### WHAT YOU ARE ASKED TO DO
Give back only the lines in the records below from the one with "TASK = point to the body" to the one with "TARGET = body of water", both inclusive, word for word.

### DATA LISTING
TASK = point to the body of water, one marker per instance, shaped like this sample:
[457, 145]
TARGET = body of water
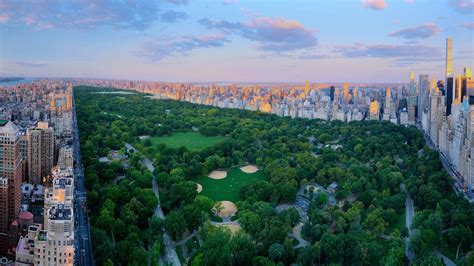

==

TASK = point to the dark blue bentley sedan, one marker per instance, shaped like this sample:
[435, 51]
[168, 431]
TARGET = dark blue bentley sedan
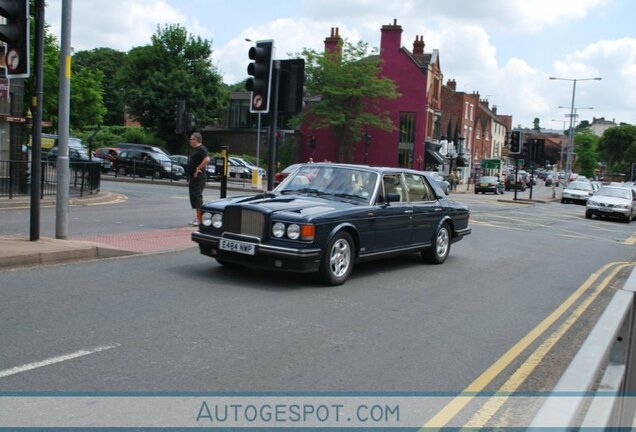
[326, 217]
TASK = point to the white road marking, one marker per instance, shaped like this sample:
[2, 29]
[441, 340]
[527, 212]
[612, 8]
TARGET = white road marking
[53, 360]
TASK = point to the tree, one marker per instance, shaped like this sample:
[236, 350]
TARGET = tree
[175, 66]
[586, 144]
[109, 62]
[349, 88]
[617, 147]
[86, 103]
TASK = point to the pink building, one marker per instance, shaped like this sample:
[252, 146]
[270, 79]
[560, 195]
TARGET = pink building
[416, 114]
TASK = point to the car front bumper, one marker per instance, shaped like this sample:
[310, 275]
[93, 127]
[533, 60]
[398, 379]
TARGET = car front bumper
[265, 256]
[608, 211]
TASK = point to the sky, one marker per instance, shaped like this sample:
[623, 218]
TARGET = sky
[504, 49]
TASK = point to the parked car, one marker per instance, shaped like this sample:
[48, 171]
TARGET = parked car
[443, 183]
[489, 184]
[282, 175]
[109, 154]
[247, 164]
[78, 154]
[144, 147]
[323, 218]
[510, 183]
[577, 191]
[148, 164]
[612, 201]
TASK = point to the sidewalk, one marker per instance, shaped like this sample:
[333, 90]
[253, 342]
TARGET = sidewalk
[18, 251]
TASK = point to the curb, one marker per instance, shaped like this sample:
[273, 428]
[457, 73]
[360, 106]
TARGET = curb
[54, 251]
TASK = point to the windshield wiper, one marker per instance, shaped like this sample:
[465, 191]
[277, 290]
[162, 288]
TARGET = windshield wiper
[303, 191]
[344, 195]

### YOUR SOLUTION
TASK = point to the body of water, one marker per instance, shaped like this sample:
[457, 145]
TARGET = body of water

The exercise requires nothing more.